■ **ABOUT THIS TASK**
Your copy should hold the lines below from the first through the one that contains "Target: station window", each retyped exactly, and no pictures.
───── RECORDS FOR THIS TASK ─────
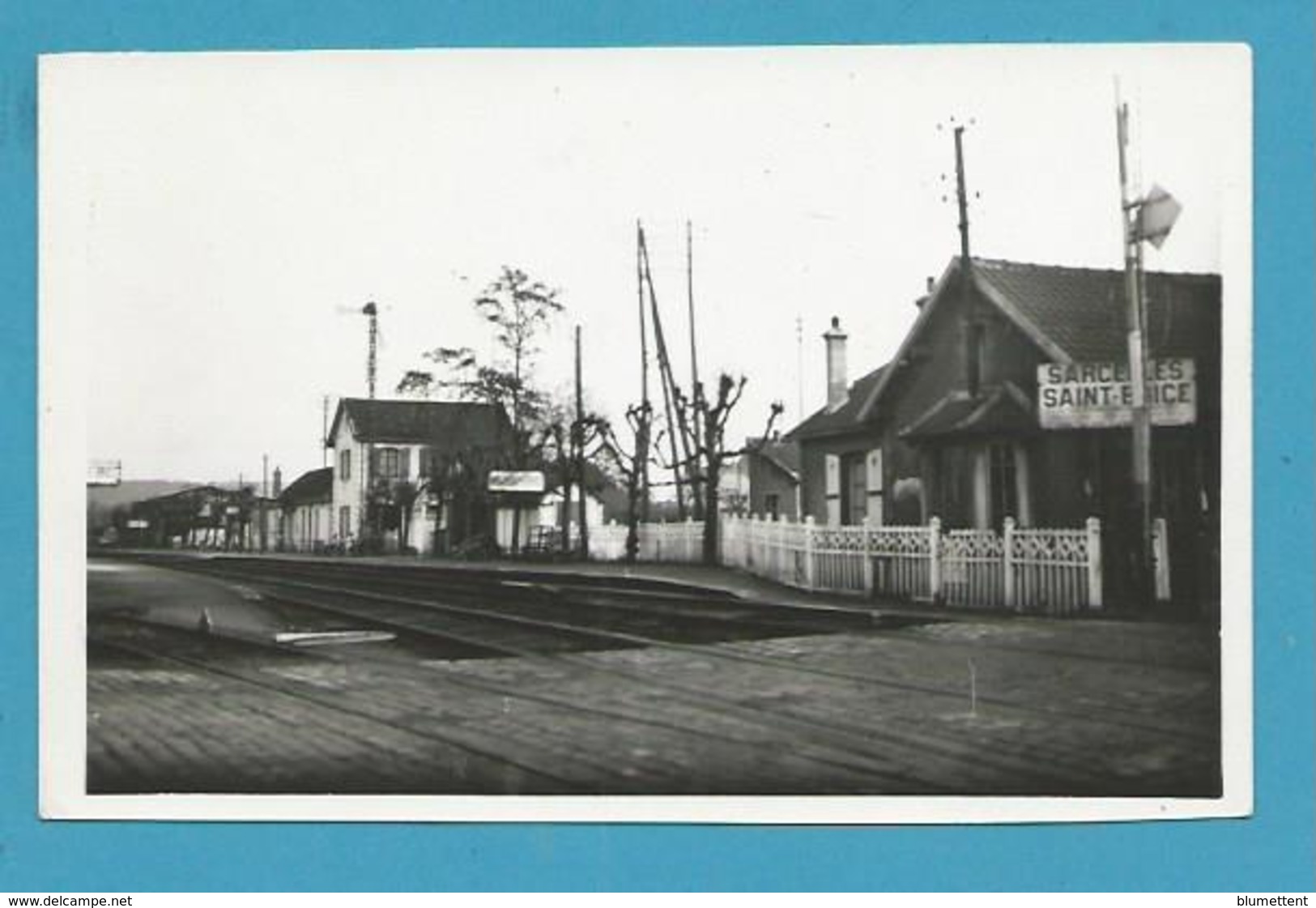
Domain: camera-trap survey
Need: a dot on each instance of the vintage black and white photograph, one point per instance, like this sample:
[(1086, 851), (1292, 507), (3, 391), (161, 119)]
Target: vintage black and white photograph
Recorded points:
[(743, 434)]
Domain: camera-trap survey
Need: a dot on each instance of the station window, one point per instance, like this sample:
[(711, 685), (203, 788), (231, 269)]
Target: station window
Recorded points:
[(1004, 487)]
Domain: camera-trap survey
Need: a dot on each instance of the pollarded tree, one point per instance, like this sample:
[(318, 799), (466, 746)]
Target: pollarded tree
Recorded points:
[(709, 449)]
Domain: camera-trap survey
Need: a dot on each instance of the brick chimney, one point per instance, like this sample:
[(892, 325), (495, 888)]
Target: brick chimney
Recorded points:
[(837, 386)]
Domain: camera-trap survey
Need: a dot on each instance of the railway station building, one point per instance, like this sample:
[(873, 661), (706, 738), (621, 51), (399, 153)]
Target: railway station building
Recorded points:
[(305, 507), (1008, 396), (410, 475)]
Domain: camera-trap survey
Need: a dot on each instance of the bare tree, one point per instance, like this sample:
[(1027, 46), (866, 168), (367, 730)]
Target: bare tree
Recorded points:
[(631, 465), (520, 309), (709, 449)]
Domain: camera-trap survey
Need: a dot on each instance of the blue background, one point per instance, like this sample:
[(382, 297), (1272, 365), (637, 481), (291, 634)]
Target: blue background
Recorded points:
[(1270, 851)]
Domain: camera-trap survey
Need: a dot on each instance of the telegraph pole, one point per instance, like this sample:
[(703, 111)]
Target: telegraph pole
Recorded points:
[(1136, 322), (695, 469), (966, 282), (644, 375), (578, 444), (324, 431)]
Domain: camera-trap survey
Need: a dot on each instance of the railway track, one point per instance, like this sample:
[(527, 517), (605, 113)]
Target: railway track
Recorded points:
[(488, 613), (208, 655)]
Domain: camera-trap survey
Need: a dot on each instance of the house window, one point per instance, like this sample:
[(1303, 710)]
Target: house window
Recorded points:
[(856, 505), (391, 463), (1004, 482), (975, 354), (953, 480)]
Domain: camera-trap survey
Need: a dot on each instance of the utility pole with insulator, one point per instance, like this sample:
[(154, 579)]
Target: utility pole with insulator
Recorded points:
[(578, 450), (1149, 217), (372, 311)]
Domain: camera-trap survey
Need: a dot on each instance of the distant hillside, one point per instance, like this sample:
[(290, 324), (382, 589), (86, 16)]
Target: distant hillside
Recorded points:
[(101, 501)]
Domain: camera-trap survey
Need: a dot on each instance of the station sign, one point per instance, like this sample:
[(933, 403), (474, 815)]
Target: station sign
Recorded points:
[(104, 473), (516, 480), (1101, 395)]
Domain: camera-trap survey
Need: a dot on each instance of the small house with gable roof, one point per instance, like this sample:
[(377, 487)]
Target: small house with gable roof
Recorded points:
[(952, 425)]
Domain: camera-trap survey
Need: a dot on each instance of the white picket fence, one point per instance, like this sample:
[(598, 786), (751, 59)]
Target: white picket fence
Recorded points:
─────
■ **WRITTEN ANSWER**
Domain: camera-trap survey
Need: a dot on each instance of the vintage black and white photograph, one point per instance, like this sample:
[(1086, 851), (1292, 507), (3, 391), (161, 119)]
Target: vintage black and white photograph
Recorded points:
[(743, 434)]
Domain: camera-trap survey
Need: a dot on each instance of the station window, one point per instance, like this sample:
[(711, 685), (203, 788), (231, 269)]
Target: station window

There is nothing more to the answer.